GIVEN RECORDS:

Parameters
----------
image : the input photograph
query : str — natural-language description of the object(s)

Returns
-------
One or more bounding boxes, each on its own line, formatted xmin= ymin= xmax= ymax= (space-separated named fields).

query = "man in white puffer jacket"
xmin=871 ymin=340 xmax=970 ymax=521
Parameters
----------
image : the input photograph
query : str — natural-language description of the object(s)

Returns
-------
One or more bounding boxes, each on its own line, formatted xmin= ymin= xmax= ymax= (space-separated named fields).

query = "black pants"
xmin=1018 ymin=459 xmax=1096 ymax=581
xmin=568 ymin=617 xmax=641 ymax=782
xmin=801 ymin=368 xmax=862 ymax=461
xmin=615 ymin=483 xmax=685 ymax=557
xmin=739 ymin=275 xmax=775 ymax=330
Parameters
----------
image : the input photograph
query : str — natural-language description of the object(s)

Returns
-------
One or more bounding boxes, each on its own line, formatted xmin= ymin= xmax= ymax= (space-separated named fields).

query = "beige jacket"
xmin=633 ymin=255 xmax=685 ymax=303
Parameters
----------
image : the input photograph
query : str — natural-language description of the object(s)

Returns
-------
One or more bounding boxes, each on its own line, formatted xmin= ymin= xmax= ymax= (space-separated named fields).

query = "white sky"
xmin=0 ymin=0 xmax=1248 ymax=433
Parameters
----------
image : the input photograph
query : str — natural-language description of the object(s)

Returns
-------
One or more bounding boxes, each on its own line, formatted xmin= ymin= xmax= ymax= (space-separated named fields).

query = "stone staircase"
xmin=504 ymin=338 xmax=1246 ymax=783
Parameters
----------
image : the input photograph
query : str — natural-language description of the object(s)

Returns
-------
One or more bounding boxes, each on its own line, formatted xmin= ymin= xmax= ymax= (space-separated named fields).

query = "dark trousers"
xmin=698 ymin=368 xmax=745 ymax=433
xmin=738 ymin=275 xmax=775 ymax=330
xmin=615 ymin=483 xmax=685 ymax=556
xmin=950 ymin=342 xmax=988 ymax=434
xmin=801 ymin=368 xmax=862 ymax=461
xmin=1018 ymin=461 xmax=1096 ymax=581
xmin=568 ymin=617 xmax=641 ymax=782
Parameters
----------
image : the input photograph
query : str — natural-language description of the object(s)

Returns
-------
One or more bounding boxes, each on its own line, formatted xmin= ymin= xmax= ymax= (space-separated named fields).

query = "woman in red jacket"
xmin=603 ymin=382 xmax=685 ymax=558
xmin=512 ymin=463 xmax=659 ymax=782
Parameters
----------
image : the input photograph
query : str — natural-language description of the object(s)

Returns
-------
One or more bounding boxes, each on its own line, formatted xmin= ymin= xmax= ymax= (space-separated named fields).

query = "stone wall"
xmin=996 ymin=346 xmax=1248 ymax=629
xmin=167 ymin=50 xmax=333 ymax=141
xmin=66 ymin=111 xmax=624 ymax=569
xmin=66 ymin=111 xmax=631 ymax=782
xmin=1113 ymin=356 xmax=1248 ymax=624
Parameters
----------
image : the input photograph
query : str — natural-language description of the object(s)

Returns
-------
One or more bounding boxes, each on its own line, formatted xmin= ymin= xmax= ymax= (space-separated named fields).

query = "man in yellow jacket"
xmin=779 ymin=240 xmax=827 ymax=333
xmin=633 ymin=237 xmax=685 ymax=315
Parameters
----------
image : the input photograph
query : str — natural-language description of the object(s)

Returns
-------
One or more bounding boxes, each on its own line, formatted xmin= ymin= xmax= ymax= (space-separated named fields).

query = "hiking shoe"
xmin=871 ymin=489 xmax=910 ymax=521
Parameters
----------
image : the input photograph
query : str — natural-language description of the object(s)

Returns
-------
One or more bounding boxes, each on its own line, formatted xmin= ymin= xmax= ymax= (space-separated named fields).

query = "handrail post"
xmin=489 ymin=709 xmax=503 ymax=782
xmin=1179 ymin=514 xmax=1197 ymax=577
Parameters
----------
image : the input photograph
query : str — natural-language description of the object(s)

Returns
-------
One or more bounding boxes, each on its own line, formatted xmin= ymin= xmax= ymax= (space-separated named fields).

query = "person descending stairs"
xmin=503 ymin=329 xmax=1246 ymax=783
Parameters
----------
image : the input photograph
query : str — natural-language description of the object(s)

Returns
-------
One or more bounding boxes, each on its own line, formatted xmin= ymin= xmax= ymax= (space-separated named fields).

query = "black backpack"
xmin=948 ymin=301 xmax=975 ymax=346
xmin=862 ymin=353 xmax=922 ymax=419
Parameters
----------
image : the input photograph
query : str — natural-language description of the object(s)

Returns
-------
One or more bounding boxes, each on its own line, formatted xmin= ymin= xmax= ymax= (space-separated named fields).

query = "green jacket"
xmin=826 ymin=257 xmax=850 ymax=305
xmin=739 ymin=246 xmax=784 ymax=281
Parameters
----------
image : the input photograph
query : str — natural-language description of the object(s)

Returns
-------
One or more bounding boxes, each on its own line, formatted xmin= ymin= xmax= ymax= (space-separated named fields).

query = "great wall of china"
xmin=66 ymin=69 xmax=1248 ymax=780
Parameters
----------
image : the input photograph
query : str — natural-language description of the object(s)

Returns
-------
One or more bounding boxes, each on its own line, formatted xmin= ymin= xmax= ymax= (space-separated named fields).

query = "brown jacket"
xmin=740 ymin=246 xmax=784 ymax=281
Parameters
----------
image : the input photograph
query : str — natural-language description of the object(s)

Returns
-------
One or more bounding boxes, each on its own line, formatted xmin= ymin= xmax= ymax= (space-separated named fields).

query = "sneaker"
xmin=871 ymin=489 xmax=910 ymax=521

OBJECTIVE: Copy all of the items above, keeping every line the same as it appears.

THE RESULT:
Parameters
----------
image : the input photograph
query : str — natural-language description of the object(s)

Returns
-------
One or more bounding boxes, each on its own line, formatted xmin= ymin= xmax= ymax= (space-separated named fields).

query = "man in white puffer jacket"
xmin=871 ymin=340 xmax=970 ymax=521
Parameters
----------
image : the input photograph
query : str — natural-language description of the object(s)

Returns
-------
One or more bounding boxes, each on its own line, formatted xmin= ymin= xmax= ymax= (space-separated named fields).

query = "black pants"
xmin=1018 ymin=459 xmax=1096 ymax=581
xmin=568 ymin=617 xmax=641 ymax=782
xmin=801 ymin=368 xmax=862 ymax=461
xmin=615 ymin=483 xmax=685 ymax=557
xmin=739 ymin=275 xmax=775 ymax=330
Parameters
----------
image : the input photograph
query : str — natural-language description of the object(s)

Returns
-------
One or more bounding boxes, each on its own line, formatted xmin= ymin= xmax= ymax= (space-separated named fields).

query = "beige jacket"
xmin=633 ymin=255 xmax=685 ymax=303
Parameters
----------
image : the input photograph
query : str — natural-language description of the object(s)

Returns
-------
One or more bounding boxes, each on its own line, formatted xmin= ymin= xmax= ymax= (space-separated named fields).

query = "white sky"
xmin=0 ymin=0 xmax=1248 ymax=433
Parameters
----------
image : the input photograph
query : str — natural-language description of the object(s)

Returns
-------
One or more bounding boxes, each on its own line, formatted xmin= ymin= xmax= ymax= (space-separated named fields).

query = "stone staircase"
xmin=504 ymin=338 xmax=1246 ymax=783
Parameters
----------
image : the input photograph
query : str — natural-language description of the object(s)

Returns
-------
One or more bounding boxes, each on its own line, formatted xmin= ymin= xmax= ymax= (space-separated named fields).

query = "dark trousers"
xmin=698 ymin=368 xmax=745 ymax=433
xmin=738 ymin=275 xmax=775 ymax=330
xmin=615 ymin=483 xmax=685 ymax=556
xmin=950 ymin=342 xmax=988 ymax=434
xmin=801 ymin=368 xmax=862 ymax=461
xmin=1018 ymin=461 xmax=1096 ymax=581
xmin=568 ymin=617 xmax=641 ymax=782
Parameters
----------
image : the input photograph
query : str — natural-language description of the object(s)

Returns
-------
One or more bounding boxes, each on its own line, formatted xmin= ymin= xmax= ymax= (space-separated named fields).

query = "woman in red jacket"
xmin=603 ymin=382 xmax=685 ymax=558
xmin=512 ymin=463 xmax=659 ymax=782
Parameters
----------
image : the input photograph
query : str — natural-language description of the object(s)

Returns
-------
One or more bounding boxes, each on its own line, formatted xmin= ymin= xmax= ymax= (space-separated named fields).

query = "stone wall"
xmin=996 ymin=346 xmax=1248 ymax=629
xmin=167 ymin=50 xmax=333 ymax=141
xmin=66 ymin=111 xmax=624 ymax=569
xmin=66 ymin=111 xmax=631 ymax=782
xmin=1113 ymin=356 xmax=1248 ymax=624
Parameters
----------
image : the input photograph
query : str — natural-language description of the object(s)

Returns
-------
One or more bounding boxes, each on its own line, formatted xmin= ymin= xmax= ymax= (space-separated named fields).

query = "man in yellow jacket"
xmin=779 ymin=240 xmax=827 ymax=333
xmin=633 ymin=237 xmax=685 ymax=315
Parameters
----------
image : the input photograph
query : str — natural-language description of the object(s)

Returns
-------
One or more bounding boxes, each on its own line, formatted xmin= ymin= xmax= ymax= (space-separated named fields).

query = "hiking shoe"
xmin=871 ymin=489 xmax=910 ymax=521
Parameters
----------
image : the input photograph
query : str — natural-language description of the object(s)

Returns
-------
One or more bounding boxes, each on its own line, formatted xmin= ymin= xmax= ymax= (space-separated named fields).

query = "handrail post"
xmin=489 ymin=709 xmax=503 ymax=782
xmin=1179 ymin=514 xmax=1197 ymax=577
Parameters
----------
image : the input photograph
query : str — natural-language description of the object(s)

Returns
-------
One or more bounding boxes, each on its own line, formatted xmin= ymin= xmax= ymax= (space-separated named fields).

query = "person descending stairs"
xmin=503 ymin=329 xmax=1246 ymax=783
Parameters
----------
image : the input photograph
query : str — natural-language description of the object(s)

Returns
-------
One or more bounding boxes, each on its own line, formatted xmin= ymin= xmax= ymax= (space-separated named fields).

query = "black backpack"
xmin=948 ymin=301 xmax=975 ymax=346
xmin=862 ymin=353 xmax=922 ymax=419
Parameters
----------
image : the input photograph
query : str — natural-language description of the object(s)

Returns
-------
One or more bounding boxes, each on its own line, formatted xmin= ymin= xmax= ymax= (space-separated named fields).

query = "green jacket"
xmin=826 ymin=257 xmax=850 ymax=305
xmin=739 ymin=246 xmax=784 ymax=281
Parameters
----------
image : the input photograph
query : str — natural-language description of the object(s)

Returns
-------
One or more bounding boxes, each on its own line, formatted xmin= ymin= xmax= ymax= (space-separated named fields).

query = "great wall of china"
xmin=66 ymin=69 xmax=1248 ymax=780
Parameters
----------
image : the input photograph
query : str — natural-language description of the object(s)

Returns
-------
One or more bounding boxes, each on its own line, formatted xmin= ymin= xmax= ymax= (space-separated named fields).

query = "brown jacket"
xmin=740 ymin=246 xmax=784 ymax=281
Parameters
----------
image : the input photograph
query : str — natural-language description of the object(s)

Returns
-------
One or more bounding boxes, each on its own line, formatted xmin= ymin= xmax= ymax= (space-separated named fields).

query = "sneaker"
xmin=871 ymin=489 xmax=910 ymax=521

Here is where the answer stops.